» SOURCE EXCERPT:
Hand-maintained for Phase 6; the `## Inputs` table is generated from
`src/commands/index.js` (see Phase 9 generator). Keep ≤ 80 lines.
## Inputs (msg.topic on Port 0)
| Canonical | Aliases (deprecated) | Payload | Effect |
|---|---|---|---|
| `data.clock` | `clock` | `msg.timestamp` (ms since epoch) | Calls `source.updateState(timestamp)` — advances the ASM kinetics integrator by `n_iter` time steps that fit between `currentTime` and the supplied timestamp (scaled by `speedUpFactor`). |
| `data.fluent` | `Fluent` | `{ inlet: number, F: number, C: number[13] }` | Writes the per-inlet flow rate (`F`, m³/d) and concentration vector (`C`) into `engine.Fs[inlet]` / `engine.Cs_in[inlet]`. |
| `data.otr` | `OTR` | numeric | Sets the externally-supplied oxygen transfer rate (used when `kla` is NaN). |
| `data.temperature` | `Temperature` | numeric or `{ value: number }` | Sets `engine.temperature` (°C). Non-numeric payloads are warned and ignored. |
| `data.dispersion` | `Dispersion` | numeric | PFR only — sets the axial dispersion coefficient `D` (m²/d). |
| `child.register` | `registerChild` | child node id (string) | Looks up the sibling node via `RED.nodes.getNode(id)` and delegates to `source.childRegistrationUtils.registerChild` with `msg.positionVsParent`. |
Aliases log a one-time deprecation warning the first time they fire.
## Outputs (msg.topic on Port 0/1/2)
- **Port 0 (process):** every tick emits the engine's effluent:
`{ topic: 'Fluent', payload: { inlet: 0, F, C: number[13] }, timestamp }`.
For a PFR an additional `{ topic: 'GridProfile', payload: { grid, n_x, d_x, length, species, timestamp } }`
message goes out on the same port before the effluent.
- **Port 1 (InfluxDB telemetry):** formatted via `outputUtils.formatMsg(..., 'influxdb')`
from `getOutput()` — carries `flow_total`, `temperature`, and one field per ASM3
species (`S_O`, `S_I`, `S_S`, `S_NH`, `S_N2`, `S_NO`, `S_HCO`, `X_I`, `X_S`, `X_H`,
`X_STO`, `X_A`, `X_TS`).

» STORED ROWS:

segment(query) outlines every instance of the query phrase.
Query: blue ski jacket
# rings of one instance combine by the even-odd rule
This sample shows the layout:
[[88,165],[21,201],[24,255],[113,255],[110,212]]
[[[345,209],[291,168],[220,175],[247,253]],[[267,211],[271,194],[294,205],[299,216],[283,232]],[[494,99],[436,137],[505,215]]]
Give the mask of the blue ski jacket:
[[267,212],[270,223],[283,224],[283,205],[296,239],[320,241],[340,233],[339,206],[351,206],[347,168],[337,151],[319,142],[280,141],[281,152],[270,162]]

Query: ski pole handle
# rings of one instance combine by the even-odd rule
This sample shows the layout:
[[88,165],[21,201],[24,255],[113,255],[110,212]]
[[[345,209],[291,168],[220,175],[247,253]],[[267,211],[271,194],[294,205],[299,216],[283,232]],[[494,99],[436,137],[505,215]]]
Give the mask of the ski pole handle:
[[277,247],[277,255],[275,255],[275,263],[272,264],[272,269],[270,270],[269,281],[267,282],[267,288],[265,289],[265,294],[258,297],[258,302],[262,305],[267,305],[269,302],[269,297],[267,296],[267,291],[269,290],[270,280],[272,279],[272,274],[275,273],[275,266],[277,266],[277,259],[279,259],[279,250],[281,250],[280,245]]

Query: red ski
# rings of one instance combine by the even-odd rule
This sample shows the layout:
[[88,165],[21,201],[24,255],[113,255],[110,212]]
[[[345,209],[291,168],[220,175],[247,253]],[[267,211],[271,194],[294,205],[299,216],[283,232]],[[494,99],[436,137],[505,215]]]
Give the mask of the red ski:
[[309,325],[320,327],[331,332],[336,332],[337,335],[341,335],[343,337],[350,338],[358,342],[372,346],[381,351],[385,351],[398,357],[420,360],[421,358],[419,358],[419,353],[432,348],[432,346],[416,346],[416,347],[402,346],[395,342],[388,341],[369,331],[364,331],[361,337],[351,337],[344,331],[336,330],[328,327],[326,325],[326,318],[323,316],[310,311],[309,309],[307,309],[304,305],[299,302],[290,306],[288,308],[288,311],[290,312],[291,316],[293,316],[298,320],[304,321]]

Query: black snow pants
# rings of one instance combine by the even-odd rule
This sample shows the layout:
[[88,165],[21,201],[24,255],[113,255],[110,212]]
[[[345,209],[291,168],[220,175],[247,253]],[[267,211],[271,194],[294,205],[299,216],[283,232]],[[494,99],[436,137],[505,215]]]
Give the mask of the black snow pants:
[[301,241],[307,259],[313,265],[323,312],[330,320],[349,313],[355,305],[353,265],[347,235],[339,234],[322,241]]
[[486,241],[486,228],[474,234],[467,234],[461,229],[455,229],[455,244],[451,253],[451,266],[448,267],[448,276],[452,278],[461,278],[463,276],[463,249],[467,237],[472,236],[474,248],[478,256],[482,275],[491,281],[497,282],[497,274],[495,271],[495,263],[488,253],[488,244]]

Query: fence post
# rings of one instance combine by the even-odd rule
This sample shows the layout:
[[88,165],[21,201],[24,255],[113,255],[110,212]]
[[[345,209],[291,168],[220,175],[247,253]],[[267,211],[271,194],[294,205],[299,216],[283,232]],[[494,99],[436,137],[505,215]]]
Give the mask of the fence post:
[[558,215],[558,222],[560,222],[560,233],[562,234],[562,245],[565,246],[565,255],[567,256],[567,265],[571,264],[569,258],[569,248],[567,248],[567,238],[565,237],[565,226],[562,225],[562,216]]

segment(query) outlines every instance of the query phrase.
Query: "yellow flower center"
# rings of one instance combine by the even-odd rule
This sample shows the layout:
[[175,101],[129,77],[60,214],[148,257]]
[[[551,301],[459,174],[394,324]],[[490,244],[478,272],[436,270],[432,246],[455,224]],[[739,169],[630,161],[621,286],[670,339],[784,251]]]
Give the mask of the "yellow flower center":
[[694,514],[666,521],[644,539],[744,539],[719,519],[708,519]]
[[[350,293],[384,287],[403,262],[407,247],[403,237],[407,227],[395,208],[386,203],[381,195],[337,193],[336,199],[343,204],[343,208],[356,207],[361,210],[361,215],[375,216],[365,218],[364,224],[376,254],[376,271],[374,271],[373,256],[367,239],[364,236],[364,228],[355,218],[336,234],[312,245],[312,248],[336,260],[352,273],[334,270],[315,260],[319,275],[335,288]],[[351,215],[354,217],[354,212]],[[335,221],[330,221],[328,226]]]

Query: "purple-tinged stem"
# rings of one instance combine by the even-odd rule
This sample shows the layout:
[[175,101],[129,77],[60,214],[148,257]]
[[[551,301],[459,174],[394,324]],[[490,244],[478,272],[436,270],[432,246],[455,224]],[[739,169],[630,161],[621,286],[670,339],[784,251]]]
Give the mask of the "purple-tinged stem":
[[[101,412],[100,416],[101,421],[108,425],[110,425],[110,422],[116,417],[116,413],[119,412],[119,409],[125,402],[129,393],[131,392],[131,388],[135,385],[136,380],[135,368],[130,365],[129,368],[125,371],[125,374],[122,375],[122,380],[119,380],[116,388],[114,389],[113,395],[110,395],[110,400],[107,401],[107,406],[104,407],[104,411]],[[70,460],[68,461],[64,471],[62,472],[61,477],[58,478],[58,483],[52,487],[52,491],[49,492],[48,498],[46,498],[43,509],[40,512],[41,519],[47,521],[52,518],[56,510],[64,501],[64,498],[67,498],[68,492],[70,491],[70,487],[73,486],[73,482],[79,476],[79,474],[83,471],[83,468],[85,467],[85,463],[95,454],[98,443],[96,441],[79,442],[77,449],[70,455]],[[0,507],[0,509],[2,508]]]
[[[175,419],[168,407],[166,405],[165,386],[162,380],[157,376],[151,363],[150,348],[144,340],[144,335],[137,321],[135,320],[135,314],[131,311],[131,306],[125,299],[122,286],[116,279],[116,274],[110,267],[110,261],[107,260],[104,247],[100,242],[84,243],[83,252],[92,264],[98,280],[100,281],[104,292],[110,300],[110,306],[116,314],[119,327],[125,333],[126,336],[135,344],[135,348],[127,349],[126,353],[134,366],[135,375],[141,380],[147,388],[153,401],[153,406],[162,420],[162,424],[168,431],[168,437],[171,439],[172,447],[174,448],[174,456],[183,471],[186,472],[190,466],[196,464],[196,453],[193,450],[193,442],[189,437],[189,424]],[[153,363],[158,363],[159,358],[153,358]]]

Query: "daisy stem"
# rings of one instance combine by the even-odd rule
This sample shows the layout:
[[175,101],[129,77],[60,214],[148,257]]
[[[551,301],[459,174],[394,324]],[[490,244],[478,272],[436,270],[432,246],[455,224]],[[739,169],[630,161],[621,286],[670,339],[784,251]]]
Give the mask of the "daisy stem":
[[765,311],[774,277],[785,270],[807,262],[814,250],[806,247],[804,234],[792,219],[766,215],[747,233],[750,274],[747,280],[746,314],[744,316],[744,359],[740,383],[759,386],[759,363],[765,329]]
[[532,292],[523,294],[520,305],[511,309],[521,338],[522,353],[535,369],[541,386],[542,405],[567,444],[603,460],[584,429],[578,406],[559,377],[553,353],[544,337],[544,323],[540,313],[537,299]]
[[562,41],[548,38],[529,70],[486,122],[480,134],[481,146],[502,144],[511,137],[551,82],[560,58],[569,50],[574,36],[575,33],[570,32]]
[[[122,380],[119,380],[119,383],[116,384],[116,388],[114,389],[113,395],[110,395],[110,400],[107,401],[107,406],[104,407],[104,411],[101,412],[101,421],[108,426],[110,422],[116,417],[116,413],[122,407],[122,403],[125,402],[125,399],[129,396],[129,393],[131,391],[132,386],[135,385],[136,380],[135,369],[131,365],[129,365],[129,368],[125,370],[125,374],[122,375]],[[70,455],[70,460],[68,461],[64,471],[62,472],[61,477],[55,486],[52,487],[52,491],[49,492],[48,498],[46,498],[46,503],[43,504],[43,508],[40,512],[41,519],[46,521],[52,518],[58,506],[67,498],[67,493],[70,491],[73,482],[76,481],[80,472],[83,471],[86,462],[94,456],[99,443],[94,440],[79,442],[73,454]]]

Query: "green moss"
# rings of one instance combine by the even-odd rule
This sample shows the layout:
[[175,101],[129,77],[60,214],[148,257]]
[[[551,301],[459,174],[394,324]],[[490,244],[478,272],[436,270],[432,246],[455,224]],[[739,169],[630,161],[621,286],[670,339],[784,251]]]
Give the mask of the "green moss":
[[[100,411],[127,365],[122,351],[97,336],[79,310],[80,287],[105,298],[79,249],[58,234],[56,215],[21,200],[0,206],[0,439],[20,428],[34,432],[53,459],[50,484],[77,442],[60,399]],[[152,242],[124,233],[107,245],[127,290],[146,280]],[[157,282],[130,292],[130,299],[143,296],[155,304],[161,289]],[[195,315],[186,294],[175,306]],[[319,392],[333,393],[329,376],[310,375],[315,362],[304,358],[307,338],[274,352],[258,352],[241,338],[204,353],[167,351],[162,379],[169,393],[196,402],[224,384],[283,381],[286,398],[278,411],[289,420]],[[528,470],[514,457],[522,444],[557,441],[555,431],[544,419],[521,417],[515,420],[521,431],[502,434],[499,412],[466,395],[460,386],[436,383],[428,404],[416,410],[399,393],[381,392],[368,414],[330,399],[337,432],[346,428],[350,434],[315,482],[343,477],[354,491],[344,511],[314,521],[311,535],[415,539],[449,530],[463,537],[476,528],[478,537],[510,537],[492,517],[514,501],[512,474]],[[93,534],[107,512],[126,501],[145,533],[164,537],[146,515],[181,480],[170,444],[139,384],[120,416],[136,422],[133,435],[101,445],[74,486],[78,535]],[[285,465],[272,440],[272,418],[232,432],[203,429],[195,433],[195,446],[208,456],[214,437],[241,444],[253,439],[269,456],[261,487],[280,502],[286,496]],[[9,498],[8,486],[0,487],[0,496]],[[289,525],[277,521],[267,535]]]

» EXERCISE SET:
1. In the reactor node documentation, rewrite the bullet beginning "Port 0 (process)" as a shorter list that keeps its main facts.
2. Proceed with the reactor node documentation, starting after its final line.

» EXERCISE RESULTS:
1.
- Port 0 (process) emits the engine's effluent on every tick: `{ topic: 'Fluent', payload: { inlet: 0, F, C: number[13] }, timestamp }`.
- For a PFR, a `GridProfile` message (`grid`, `n_x`, `d_x`, `length`, `species`, `timestamp`) goes out on the same port before the effluent.

2.
- **Port 2 (registration):** at startup the node sends one
`{ topic: 'child.register', payload: <node.id>, positionVsParent, distance }`
to its parent.
## Events emitted by `source.emitter`
- `stateChange` — fires after every `updateState()` that advances the integrator.
Payload is the new `currentTime` (ms since epoch). Downstream reactors register
via `child.register` and subscribe to this event to pull the upstream
effluent on each advance.
- `output-changed` — base notification fired by `updateState()` so the
BaseNodeAdapter pipeline pushes outputs (currently used only as a heartbeat;
effluent is emitted directly from the periodic tick).
## Children accepted
- `measurement` — subscribes to `<type>.measured.<position>` on the child's
`measurements.emitter`. Recognised reconciliations: `temperature.measured.atEquipment`
writes `engine.temperature`; PFR additionally honours
`quantity (oxygen).measured.<distance>` to reconcile dissolved-oxygen
concentration into the nearest grid cell.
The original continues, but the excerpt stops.